• **GIVEN INSTRUCTION 1**: In the 3D Gaussian Splatting extract, what rendering speed does 3DGS reach?
• **GIVEN INSTRUCTION 2**: Pick up the 3D Gaussian Splatting extract where it stops and continue it.

3D Gaussian Splatting

Represent a 3D scene as millions of 3D Gaussians, each with position, covariance, opacity, and color. Render by projecting to 2D and alpha-compositing. Real-time, high-quality novel view synthesis without neural networks at render time.

AdvancedTier 3Frontier~45 min
0

Why This Matters

Neural Radiance Fields (NeRFs) showed that you can reconstruct 3D scenes from photographs with stunning quality. But NeRFs are slow: rendering a single frame requires millions of neural network evaluations along each ray. 3D Gaussian Splatting (3DGS) achieves comparable or better quality at 100+ FPS by replacing the neural network with an explicit representation: a cloud of 3D Gaussians.

Instead of querying a neural network for every pixel, you project Gaussians onto the image plane and blend them. The result is differentiable (for optimization via gradient descent) and fast (for real-time rendering). Applications span VR/AR, robotics, autonomous driving, film production, and digital twins.

Mental Model

Imagine spraying millions of tiny, colored, semi-transparent blobs into a 3D scene. Each blob is an ellipsoidal Gaussian with a position, shape (covariance), opacity, and color that can vary with viewing direction. To render an image from a new viewpoint, project all the blobs onto the camera's image plane and blend them front-to-back. The blobs that are close to surfaces become dense and opaque; the blobs in empty space fade to transparent.

Formal Setup

Scene Representation

A scene is represented by a set of NN 3D Gaussians {Gi}i=1N\{G_i\}_{i=1}^{N}, where each Gaussian has:

  • Position μiR3\boldsymbol{\mu}_i \in \mathbb{R}^3: the center of the Gaussian
  • Covariance ΣiR3×3\boldsymbol{\Sigma}_i \in \mathbb{R}^{3 \times 3}: a positive semidefinite matrix defining the shape and orientation of the ellipsoid
  • Opacity αi[0,1]\alpha_i \in [0, 1]: how opaque the Gaussian is
  • Color represented by spherical harmonic (SH) coefficients, allowing view-dependent appearance
Definition

3D Gaussian

Each Gaussian GiG_i defines a density in 3D space:

Gi(x)=exp ⁣(12(xμi)TΣi1(xμi))G_i(\mathbf{x}) = \exp\!\left(-\frac{1}{2}(\mathbf{x} - \boldsymbol{\mu}_i)^T \boldsymbol{\Sigma}_i^{-1} (\mathbf{x} - \boldsymbol{\mu}_i)\right)

• **RECORDS SHOWN**:

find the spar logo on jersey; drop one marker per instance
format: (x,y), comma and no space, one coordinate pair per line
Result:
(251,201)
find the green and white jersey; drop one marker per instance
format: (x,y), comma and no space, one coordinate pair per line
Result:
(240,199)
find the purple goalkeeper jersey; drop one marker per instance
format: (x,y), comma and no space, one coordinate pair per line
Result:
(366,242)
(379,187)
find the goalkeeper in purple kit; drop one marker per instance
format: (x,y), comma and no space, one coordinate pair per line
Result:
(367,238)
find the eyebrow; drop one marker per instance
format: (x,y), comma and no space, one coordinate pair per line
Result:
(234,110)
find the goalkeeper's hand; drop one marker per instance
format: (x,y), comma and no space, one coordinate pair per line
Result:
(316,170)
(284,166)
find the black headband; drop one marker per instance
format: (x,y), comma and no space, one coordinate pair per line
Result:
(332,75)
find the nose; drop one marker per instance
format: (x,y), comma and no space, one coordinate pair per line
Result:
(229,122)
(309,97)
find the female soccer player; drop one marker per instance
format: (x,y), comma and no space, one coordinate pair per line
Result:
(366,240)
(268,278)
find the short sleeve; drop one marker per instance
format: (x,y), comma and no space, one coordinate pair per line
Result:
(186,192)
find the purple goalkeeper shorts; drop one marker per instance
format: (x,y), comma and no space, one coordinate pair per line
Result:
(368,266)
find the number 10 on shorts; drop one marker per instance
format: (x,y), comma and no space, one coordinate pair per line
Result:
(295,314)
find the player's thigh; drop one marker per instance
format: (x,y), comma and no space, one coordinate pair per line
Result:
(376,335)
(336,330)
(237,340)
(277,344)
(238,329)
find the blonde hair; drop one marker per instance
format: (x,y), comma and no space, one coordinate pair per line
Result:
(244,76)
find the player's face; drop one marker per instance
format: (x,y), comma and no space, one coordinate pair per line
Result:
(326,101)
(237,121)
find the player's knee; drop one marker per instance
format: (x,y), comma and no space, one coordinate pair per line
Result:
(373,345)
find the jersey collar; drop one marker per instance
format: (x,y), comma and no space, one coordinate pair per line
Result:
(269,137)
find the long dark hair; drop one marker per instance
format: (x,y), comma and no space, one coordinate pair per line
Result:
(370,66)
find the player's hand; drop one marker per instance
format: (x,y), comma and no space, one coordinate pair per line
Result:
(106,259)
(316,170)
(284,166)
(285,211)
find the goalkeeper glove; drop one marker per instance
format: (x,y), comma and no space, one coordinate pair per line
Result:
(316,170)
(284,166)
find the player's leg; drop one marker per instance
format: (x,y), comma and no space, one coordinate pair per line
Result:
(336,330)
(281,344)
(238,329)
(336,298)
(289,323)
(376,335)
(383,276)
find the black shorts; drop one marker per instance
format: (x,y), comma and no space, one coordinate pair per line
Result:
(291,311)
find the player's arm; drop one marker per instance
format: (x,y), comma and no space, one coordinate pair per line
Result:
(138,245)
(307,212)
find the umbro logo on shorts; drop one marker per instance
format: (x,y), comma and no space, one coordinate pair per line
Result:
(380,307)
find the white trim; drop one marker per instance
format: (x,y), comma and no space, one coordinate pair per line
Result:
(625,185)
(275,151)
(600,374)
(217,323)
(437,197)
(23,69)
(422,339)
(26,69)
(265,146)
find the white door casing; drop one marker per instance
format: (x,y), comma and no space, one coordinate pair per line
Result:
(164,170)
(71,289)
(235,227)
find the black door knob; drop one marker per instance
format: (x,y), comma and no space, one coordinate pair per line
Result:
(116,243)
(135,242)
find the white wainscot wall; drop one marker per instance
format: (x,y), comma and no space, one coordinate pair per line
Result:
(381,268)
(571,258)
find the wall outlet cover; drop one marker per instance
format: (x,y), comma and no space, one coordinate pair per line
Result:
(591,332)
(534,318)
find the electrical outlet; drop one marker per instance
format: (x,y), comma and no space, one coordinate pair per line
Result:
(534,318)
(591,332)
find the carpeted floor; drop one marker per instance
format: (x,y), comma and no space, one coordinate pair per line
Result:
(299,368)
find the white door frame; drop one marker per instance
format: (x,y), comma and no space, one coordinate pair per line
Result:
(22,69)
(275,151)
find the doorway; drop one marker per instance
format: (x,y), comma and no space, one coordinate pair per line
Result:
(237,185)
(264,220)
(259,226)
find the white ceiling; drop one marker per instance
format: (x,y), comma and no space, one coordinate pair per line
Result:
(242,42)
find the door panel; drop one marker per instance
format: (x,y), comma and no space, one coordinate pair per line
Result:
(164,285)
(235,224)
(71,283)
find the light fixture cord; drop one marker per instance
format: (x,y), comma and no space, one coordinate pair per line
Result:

• **TASK OUTPUT 1**: It reaches 100+ FPS.

• **TASK OUTPUT 2**:
The covariance Σi\boldsymbol{\Sigma}_i is parameterized as Σi=RiSiSiTRiT\boldsymbol{\Sigma}_i = \mathbf{R}_i \mathbf{S}_i \mathbf{S}_i^T \mathbf{R}_i^T, where Ri\mathbf{R}_i is a rotation matrix (stored as a quaternion) and Si\mathbf{S}_i is a diagonal scaling matrix. This ensures positive semidefiniteness. The eigenvalues of Σi\boldsymbol{\Sigma}_i determine the extent of the ellipsoid along each principal axis.

Definition

Spherical Harmonics for Color

Spherical harmonics (SH) encode view-dependent color. Each Gaussian stores SH coefficients {cilm}\{c_i^{lm}\} for each color channel. Given a viewing direction d\mathbf{d}, the color is:

ci(d)=l=0Lm=llcilmYlm(d)\mathbf{c}_i(\mathbf{d}) = \sum_{l=0}^{L} \sum_{m=-l}^{l} c_i^{lm} Y_l^m(\mathbf{d})

where YlmY_l^m are the spherical harmonic basis functions. Degree L=3L = 3 (16 coefficients per channel) is typical, capturing specular highlights and view- dependent shading effects.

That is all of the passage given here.